Experiments with Food and Color Tests

Food sketches and color tests were a big focus for much of the rest of my very first sketchbook. This is an A5 Leuchtturm Sketchbook, which I was beginning to realize was not very good paper for the wet techniques I prefer. That did not stop me from playing with and finishing the book. Here continues my tour through Sketchbook 1A.

Love this Lasagna sketch!

Here I am testing Monte Amiate Natural Sienna, Geothite, Naples Yellow, and Quincridone Gold.

More tests of Monte Amiate Natural Sienna and Goethite, this time with Buff Titanium, and Van Dyke Brown. I also Tested Transparent Pyrrol Orange versus Pyrrol Orange.

This is the Big Impact palette produced by Expeditionary Art and Uma Kelkar. I was testing out what kind of mixes I could achieve with it, in order to get a feel for it.

My primary palette, as it was when I finished this sketchbook in February.

TASK TO CARRY OUT: Reproduce the sketchbook post word for word, starting at "Here I am testing" and ending at "feel for it.".

Region labeling material:
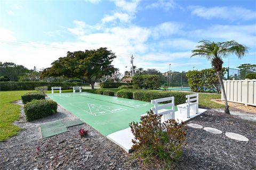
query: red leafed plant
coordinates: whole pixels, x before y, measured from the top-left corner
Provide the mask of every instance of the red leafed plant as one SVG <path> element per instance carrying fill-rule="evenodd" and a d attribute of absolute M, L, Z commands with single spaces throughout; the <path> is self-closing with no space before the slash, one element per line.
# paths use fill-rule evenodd
<path fill-rule="evenodd" d="M 37 150 L 37 155 L 39 154 L 39 152 L 40 151 L 40 147 L 39 146 L 38 146 L 36 147 L 36 150 Z"/>
<path fill-rule="evenodd" d="M 88 131 L 82 128 L 78 130 L 78 132 L 81 137 L 85 137 L 88 134 Z"/>

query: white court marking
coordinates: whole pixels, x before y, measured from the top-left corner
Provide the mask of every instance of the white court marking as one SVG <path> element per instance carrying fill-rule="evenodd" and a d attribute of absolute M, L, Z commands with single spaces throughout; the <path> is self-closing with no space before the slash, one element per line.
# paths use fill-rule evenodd
<path fill-rule="evenodd" d="M 142 107 L 150 105 L 150 103 L 143 103 L 142 102 L 134 101 L 119 100 L 119 102 L 124 105 L 127 105 L 134 108 Z"/>
<path fill-rule="evenodd" d="M 110 113 L 114 113 L 127 109 L 113 106 L 109 106 L 103 105 L 97 105 L 93 104 L 88 104 L 88 107 L 89 108 L 91 114 L 95 115 L 95 116 L 100 116 L 102 115 L 106 115 Z"/>

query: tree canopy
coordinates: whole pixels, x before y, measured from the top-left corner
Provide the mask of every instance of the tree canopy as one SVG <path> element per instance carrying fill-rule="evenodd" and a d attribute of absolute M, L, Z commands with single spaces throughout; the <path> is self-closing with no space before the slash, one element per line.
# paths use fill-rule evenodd
<path fill-rule="evenodd" d="M 103 76 L 111 75 L 115 71 L 111 65 L 116 57 L 107 48 L 96 50 L 68 52 L 67 56 L 60 57 L 44 70 L 42 77 L 65 76 L 88 81 L 94 88 L 96 80 Z"/>
<path fill-rule="evenodd" d="M 22 65 L 11 62 L 0 62 L 0 76 L 5 80 L 17 81 L 19 77 L 25 75 L 30 70 Z"/>

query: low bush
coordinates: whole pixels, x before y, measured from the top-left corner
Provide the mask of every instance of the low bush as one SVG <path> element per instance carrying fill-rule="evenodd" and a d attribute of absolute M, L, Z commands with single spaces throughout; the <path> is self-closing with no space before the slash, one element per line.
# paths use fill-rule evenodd
<path fill-rule="evenodd" d="M 132 85 L 132 83 L 120 83 L 115 82 L 103 82 L 100 83 L 101 88 L 117 88 L 122 85 Z"/>
<path fill-rule="evenodd" d="M 256 73 L 250 73 L 245 76 L 245 79 L 256 79 Z"/>
<path fill-rule="evenodd" d="M 79 83 L 63 83 L 54 82 L 15 82 L 15 81 L 1 81 L 0 82 L 0 91 L 10 90 L 34 90 L 35 88 L 39 86 L 47 86 L 48 90 L 50 90 L 52 87 L 61 87 L 62 90 L 71 89 L 73 86 L 78 86 Z"/>
<path fill-rule="evenodd" d="M 57 112 L 58 104 L 51 100 L 33 100 L 24 106 L 26 119 L 30 122 Z"/>
<path fill-rule="evenodd" d="M 42 92 L 29 92 L 21 96 L 22 103 L 25 104 L 34 99 L 41 100 L 45 99 L 45 95 Z"/>
<path fill-rule="evenodd" d="M 47 90 L 48 90 L 48 87 L 47 86 L 39 86 L 35 88 L 35 90 L 44 94 L 46 93 Z"/>
<path fill-rule="evenodd" d="M 114 96 L 115 92 L 110 90 L 103 90 L 103 95 Z"/>
<path fill-rule="evenodd" d="M 175 120 L 161 123 L 161 116 L 152 110 L 141 116 L 140 122 L 129 124 L 135 138 L 132 149 L 135 155 L 144 161 L 158 160 L 169 169 L 171 163 L 182 155 L 181 147 L 186 144 L 187 128 L 183 122 L 179 124 Z"/>
<path fill-rule="evenodd" d="M 151 100 L 168 97 L 174 97 L 175 105 L 186 102 L 186 95 L 190 93 L 179 91 L 135 91 L 133 93 L 135 100 L 150 102 Z"/>
<path fill-rule="evenodd" d="M 124 89 L 120 90 L 117 91 L 117 97 L 125 98 L 126 99 L 132 99 L 133 98 L 133 93 L 131 91 Z"/>
<path fill-rule="evenodd" d="M 132 85 L 122 85 L 118 87 L 118 89 L 133 89 L 133 86 Z"/>
<path fill-rule="evenodd" d="M 160 87 L 160 76 L 157 75 L 139 75 L 132 78 L 133 84 L 140 89 L 158 89 Z"/>
<path fill-rule="evenodd" d="M 95 93 L 98 95 L 103 95 L 103 90 L 97 89 L 96 90 L 95 90 Z"/>

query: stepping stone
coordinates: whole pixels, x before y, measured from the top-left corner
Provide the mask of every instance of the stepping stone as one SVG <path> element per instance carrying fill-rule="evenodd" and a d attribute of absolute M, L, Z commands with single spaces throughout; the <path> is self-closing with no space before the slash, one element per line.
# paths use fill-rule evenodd
<path fill-rule="evenodd" d="M 221 132 L 221 131 L 220 131 L 219 129 L 210 127 L 205 127 L 204 128 L 204 130 L 214 134 L 221 134 L 222 133 L 222 132 Z"/>
<path fill-rule="evenodd" d="M 248 141 L 249 139 L 238 133 L 232 133 L 232 132 L 226 132 L 225 135 L 228 137 L 232 139 L 239 140 L 240 141 Z"/>
<path fill-rule="evenodd" d="M 196 129 L 202 129 L 203 128 L 203 126 L 201 126 L 199 124 L 196 124 L 196 123 L 188 123 L 187 124 L 188 126 L 193 128 L 196 128 Z"/>

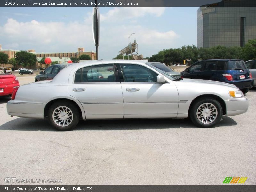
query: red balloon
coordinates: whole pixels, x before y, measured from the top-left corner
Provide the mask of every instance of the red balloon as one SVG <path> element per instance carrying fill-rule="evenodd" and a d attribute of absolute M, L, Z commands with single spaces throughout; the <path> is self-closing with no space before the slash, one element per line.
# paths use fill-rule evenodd
<path fill-rule="evenodd" d="M 50 58 L 47 57 L 44 59 L 44 62 L 46 64 L 49 65 L 49 64 L 51 64 L 51 63 L 52 63 L 52 60 Z"/>

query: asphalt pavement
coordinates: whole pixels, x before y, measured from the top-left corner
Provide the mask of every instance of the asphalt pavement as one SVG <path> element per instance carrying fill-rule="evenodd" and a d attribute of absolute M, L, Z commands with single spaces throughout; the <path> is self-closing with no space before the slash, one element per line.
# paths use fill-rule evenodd
<path fill-rule="evenodd" d="M 34 81 L 21 76 L 21 84 Z M 65 132 L 11 117 L 9 98 L 0 98 L 0 185 L 220 185 L 226 177 L 255 185 L 256 89 L 246 97 L 246 113 L 214 128 L 187 119 L 90 120 Z"/>

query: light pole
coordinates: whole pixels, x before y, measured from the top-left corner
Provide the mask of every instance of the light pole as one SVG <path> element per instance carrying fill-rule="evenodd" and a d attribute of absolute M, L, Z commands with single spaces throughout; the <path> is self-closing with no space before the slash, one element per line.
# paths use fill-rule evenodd
<path fill-rule="evenodd" d="M 133 34 L 135 34 L 135 33 L 132 33 L 131 34 L 131 35 L 129 36 L 129 37 L 128 37 L 128 46 L 129 46 L 129 38 L 130 38 L 130 37 L 131 37 L 131 36 Z M 131 48 L 131 57 L 132 57 L 132 47 Z M 129 54 L 128 54 L 128 59 L 129 59 Z"/>

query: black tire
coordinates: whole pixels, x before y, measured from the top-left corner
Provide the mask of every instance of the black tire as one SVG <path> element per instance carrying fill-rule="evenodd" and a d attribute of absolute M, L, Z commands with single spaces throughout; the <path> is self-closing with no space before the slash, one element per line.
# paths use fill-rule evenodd
<path fill-rule="evenodd" d="M 213 127 L 220 122 L 222 116 L 222 108 L 216 100 L 211 97 L 200 98 L 193 102 L 192 105 L 189 110 L 189 117 L 197 127 Z M 204 106 L 210 109 L 204 109 Z M 209 113 L 212 114 L 212 115 L 208 115 Z M 208 116 L 205 118 L 204 115 Z"/>
<path fill-rule="evenodd" d="M 243 93 L 245 94 L 247 93 L 247 92 L 249 91 L 249 88 L 247 88 L 247 89 L 241 89 L 241 90 Z"/>
<path fill-rule="evenodd" d="M 63 120 L 60 118 L 62 117 L 61 117 L 61 114 L 60 113 L 59 117 L 58 117 L 58 115 L 57 115 L 57 113 L 60 111 L 58 111 L 56 109 L 61 108 L 62 107 L 63 107 L 63 109 L 65 109 L 65 108 L 68 108 L 67 110 L 68 113 L 65 114 L 64 112 L 62 114 L 63 116 L 62 116 L 63 118 L 66 118 L 65 121 L 67 121 L 66 125 L 65 125 L 65 123 L 63 123 Z M 69 112 L 69 110 L 71 111 L 71 113 Z M 57 117 L 54 119 L 53 117 L 54 113 L 54 114 L 56 115 L 57 116 Z M 70 119 L 70 117 L 67 117 L 68 114 L 69 114 L 68 115 L 70 115 L 71 114 L 73 115 L 73 118 L 72 120 Z M 73 129 L 76 127 L 79 121 L 79 113 L 78 109 L 73 103 L 68 101 L 60 101 L 53 103 L 49 109 L 48 115 L 48 120 L 50 124 L 59 131 L 66 131 Z M 66 116 L 66 117 L 64 116 Z M 58 121 L 58 119 L 59 119 L 60 120 Z M 56 123 L 55 123 L 55 121 L 56 121 Z M 69 124 L 68 123 L 68 121 L 70 122 Z M 58 122 L 60 124 L 59 125 L 57 124 Z"/>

WRITTEN SOLUTION:
Here I am testing Monte Amiate Natural Sienna, Geothite, Naples Yellow, and Quincridone Gold.

More tests of Monte Amiate Natural Sienna and Goethite, this time with Buff Titanium, and Van Dyke Brown. I also Tested Transparent Pyrrol Orange versus Pyrrol Orange.

This is the Big Impact palette produced by Expeditionary Art and Uma Kelkar. I was testing out what kind of mixes I could achieve with it, in order to get a feel for it.